Do this
Count the lines of the records below that contain the word "cover". Reply with the number only.

[Source data]
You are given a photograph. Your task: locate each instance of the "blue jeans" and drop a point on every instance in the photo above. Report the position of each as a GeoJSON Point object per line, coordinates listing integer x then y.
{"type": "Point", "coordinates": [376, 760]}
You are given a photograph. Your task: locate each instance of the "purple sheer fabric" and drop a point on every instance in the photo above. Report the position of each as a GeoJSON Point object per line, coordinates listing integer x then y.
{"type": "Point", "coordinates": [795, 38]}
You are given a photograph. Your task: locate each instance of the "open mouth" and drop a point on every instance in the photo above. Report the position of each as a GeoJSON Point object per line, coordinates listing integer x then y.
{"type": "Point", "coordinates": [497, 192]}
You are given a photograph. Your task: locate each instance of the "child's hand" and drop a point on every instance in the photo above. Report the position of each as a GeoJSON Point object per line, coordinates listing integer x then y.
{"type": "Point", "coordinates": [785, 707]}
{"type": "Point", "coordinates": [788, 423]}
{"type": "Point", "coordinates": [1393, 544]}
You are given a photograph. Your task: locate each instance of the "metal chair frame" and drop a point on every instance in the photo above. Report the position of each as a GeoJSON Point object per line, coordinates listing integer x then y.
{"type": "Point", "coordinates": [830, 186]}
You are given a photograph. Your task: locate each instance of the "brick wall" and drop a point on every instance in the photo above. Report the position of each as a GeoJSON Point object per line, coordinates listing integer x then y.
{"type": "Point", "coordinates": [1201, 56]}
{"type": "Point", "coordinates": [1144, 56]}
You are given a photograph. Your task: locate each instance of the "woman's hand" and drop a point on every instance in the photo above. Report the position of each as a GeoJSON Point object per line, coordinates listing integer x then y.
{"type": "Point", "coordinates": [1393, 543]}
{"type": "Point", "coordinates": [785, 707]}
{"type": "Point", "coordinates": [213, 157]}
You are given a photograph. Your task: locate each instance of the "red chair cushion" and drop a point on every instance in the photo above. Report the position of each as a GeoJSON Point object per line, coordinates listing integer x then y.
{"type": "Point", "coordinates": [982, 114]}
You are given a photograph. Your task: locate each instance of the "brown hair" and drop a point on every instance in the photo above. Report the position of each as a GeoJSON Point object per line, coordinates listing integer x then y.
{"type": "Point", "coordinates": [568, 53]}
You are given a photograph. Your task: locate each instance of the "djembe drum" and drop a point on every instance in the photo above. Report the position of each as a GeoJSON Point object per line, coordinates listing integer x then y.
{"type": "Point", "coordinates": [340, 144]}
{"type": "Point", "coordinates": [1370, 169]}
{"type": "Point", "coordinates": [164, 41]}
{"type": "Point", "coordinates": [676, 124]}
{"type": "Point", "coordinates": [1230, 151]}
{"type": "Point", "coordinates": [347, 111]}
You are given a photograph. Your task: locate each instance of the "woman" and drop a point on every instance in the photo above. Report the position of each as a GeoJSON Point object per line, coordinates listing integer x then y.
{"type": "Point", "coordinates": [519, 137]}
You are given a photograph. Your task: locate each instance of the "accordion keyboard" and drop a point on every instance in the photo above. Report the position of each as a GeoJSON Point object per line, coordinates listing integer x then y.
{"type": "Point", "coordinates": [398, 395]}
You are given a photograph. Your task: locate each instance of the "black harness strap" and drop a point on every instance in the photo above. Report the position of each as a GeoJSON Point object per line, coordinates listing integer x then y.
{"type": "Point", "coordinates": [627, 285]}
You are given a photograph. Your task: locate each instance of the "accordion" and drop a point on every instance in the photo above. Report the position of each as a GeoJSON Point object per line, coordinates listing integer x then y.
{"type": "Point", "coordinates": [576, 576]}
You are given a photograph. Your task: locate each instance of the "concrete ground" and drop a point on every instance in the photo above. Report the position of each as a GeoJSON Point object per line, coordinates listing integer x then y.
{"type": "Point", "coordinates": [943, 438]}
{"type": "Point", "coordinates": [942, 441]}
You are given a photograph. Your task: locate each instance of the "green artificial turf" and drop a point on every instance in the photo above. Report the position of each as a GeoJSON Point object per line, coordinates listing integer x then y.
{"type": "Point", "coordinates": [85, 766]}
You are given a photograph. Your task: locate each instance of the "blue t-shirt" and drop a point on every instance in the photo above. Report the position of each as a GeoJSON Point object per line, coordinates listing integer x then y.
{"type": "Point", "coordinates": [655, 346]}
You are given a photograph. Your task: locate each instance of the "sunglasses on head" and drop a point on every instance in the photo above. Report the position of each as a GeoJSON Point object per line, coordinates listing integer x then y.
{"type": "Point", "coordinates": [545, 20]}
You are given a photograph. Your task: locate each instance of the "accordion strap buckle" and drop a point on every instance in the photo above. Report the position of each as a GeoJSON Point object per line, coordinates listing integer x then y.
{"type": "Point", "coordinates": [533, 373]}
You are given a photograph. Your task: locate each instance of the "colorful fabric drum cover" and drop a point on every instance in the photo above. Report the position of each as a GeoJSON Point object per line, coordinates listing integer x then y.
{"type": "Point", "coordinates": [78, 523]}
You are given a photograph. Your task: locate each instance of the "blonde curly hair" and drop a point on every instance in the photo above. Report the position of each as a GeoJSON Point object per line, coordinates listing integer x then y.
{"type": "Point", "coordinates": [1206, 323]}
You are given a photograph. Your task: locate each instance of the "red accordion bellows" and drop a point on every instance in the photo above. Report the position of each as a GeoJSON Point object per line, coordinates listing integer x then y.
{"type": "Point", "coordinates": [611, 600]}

Task result
1